╭─ Given passage

Wichita City Council delays vote on incentive package for $90M downtown apartment complex

The fate of a proposed $90 million luxury apartment development in downtown Wichita will remain in flux for at least another two weeks.

The City Council delayed a vote on the incentive package for Vantage Point Properties’ planned 370-unit complex at the northwest corner of Waterman and Washington until March 5.

The delay came after council member Dalton Glasscock called into question the financial viability of a proposed parking agreement that would lease 185 stalls at a city-owned lot across the street to the developers for $56,160 a year.

The market rate for renting a public parking space downtown is $40 a month, Assistant City Manager Troy Anderson told the council. For a year’s lease at market rate, Vantage Point would pay the city $88,800.

Glasscock said the discounted rate of $25.30 per stall per month is probably too generous to the developer, considering that the average annual maintenance cost for a stall across the city’s parking system is $400.

By that estimate, the city stands to lose $535,200 on the parking agreement over the next 30 years. But Anderson said the cost of maintaining unstructured parking lots as opposed to garages is probably closer to $200 per stall per year.

Under the terms of the proposed agreement, Vantage Point would not be allowed to profit off of the parking agreement by up-charging tenants to use city stalls.

“I have a sense that the bench wants more answers first before making a decision — not specifically on the project, more on the parking,” Mayor Lily Wu said. “I propose that we take a pause on this.”

The proposed incentive package also includes a letter of intent to issue industrial revenue bonds that would qualify the development for a 10-year 100% tax abatement. Only council member Becky Tuttle voted against the delay.

╰─
╭─ Data records

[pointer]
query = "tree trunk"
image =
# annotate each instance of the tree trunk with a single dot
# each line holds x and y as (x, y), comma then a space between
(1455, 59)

╰─

* Task instructions
1. In the article on the downtown Wichita apartment complex, what is the market rate for renting a public parking space downtown?
2. Continue the article on the downtown Wichita apartment complex from its last sentence.
The records were drawn from a separate source.

* Results for each task
1. $40 a month.

2.
Development plans in downtown Wichita

Vantage Point’s plan for the 3.2-acre development site is to build a five-story complex with a bottom floor dedicated to parking. But President Paul Jackson said the project will have to be scaled back if an agreement can’t be reached to lease additional stalls from the city lot across the street at 777 E. Waterman.

“We cannot build 370 units without the parking,” Jackson told the council. “Our cost-benefit analysis has been performed for 370 units for the IRB tax abatement, so while I’d love to approve the tax abatement today, if the parking is not approved, we will go back to a 258-unit project and build it on our own project site.”

With council approval, developers expect to break ground on the apartments this summer and have the first phase of units complete by the summer of 2026, in time for the first class of students at the Wichita Biomedical Campus.

“It’s absolutely not designed as student housing,” Jackson previously told The Eagle. “I would say that it’s going to provide much-needed housing for students and professionals and whoever else may desire to live downtown.”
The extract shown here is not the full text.